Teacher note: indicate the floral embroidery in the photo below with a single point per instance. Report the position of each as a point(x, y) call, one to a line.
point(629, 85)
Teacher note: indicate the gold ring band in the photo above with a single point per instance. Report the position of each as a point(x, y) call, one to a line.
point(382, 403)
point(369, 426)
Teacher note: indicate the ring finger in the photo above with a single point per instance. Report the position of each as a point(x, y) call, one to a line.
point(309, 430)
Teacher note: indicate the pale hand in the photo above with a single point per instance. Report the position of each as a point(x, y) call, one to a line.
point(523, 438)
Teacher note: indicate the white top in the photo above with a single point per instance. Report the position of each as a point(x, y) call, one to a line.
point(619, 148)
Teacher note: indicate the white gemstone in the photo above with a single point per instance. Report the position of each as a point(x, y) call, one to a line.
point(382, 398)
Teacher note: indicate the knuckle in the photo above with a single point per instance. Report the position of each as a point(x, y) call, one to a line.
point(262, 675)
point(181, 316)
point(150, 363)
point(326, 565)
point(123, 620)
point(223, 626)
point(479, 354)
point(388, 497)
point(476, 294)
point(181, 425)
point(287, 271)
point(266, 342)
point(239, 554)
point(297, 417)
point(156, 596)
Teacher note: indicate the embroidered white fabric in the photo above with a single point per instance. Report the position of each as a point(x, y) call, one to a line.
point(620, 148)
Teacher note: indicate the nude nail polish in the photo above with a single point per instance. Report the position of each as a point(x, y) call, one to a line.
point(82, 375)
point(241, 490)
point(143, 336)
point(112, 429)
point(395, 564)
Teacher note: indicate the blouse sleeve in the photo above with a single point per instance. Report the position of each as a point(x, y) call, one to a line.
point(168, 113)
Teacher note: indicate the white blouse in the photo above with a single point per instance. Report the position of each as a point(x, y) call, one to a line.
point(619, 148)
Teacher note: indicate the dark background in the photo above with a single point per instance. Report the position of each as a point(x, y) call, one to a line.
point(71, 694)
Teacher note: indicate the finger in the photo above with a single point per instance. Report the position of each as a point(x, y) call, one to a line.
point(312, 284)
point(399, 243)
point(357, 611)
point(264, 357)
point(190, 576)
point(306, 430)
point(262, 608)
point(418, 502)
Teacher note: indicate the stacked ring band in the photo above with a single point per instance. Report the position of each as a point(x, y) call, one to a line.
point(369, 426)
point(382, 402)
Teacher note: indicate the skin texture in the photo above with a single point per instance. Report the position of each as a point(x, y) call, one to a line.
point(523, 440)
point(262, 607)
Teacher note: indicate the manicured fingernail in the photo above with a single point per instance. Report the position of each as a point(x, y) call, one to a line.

• _Work instruction_
Write out the complete material a second time, matching it exactly.

• _Output for this task_
Teacher note: indicate the floral embroidery in the photo below with a single point per instance. Report the position of each as a point(x, y) call, one to a line.
point(629, 85)
Teacher note: indicate the gold ring band in the photo above with a single point per instance. Report the position of each as a point(x, y) call, one to a line.
point(382, 403)
point(369, 426)
Teacher note: indicate the ring finger in the photo above with a single point per instance. Report the position of each as a point(x, y) call, one to a line.
point(309, 430)
Teacher note: indicate the pale hand in the photo above with a single point per instance. Report the position of each as a point(x, y) call, one to a line.
point(523, 438)
Teacher note: indicate the white top in the photo above with a single point per instance. Report the position of each as a point(x, y) call, one to a line.
point(619, 148)
Teacher note: indicate the white gemstone in the photo above with a single point per instance. Report the position of each as a point(x, y) call, one to a line.
point(382, 398)
Teacher note: indicate the knuckle in the photo above with a single point per instance. Report the position of each as a point(x, y) call, one to a line.
point(262, 675)
point(181, 316)
point(150, 363)
point(326, 565)
point(123, 620)
point(223, 626)
point(479, 354)
point(388, 497)
point(476, 294)
point(181, 425)
point(287, 271)
point(266, 342)
point(239, 554)
point(297, 417)
point(156, 596)
Teacher note: indicate the embroidered white fabric in the photo above with a single point per instance. Report the position of each as a point(x, y) call, one to a line.
point(620, 148)
Teacher note: indicate the nude nail polish in the photo above with a single point per instance. Report the position of each as a point(x, y) call, one to a line.
point(82, 375)
point(241, 490)
point(143, 336)
point(112, 429)
point(395, 564)
Teacher note: indicate the blouse sleeve in the photo above with a single point per instance. Report the position of each as a point(x, y) call, one to a line.
point(168, 113)
Teacher note: indicate the white blouse in the photo above with a single point per instance. Report the position of each as a point(x, y) call, one to a line.
point(619, 148)
Teacher note: indicate the dark background in the photo above with a single point per instance. Report the position of each as a point(x, y) call, one to a line.
point(71, 694)
Teacher note: indicate the finger in the photo above with a single point per instance. Report the position of each as a point(x, y) call, one to a line.
point(312, 284)
point(399, 243)
point(357, 611)
point(264, 357)
point(190, 576)
point(306, 430)
point(262, 608)
point(418, 502)
Teacher note: indicate the stacked ring band in the photo above with a single point per instance. Report the position of each as a point(x, y) call, one to a line.
point(369, 426)
point(382, 402)
Teacher note: indicate the skin texture in the photo above with a single point per instance. Report the position of each as a point(x, y) call, one to a line.
point(523, 440)
point(262, 607)
Teacher note: indicate the manicured fingernail in the photo above with a single point per instance. Report the position of each as a point(x, y) call, one to a line.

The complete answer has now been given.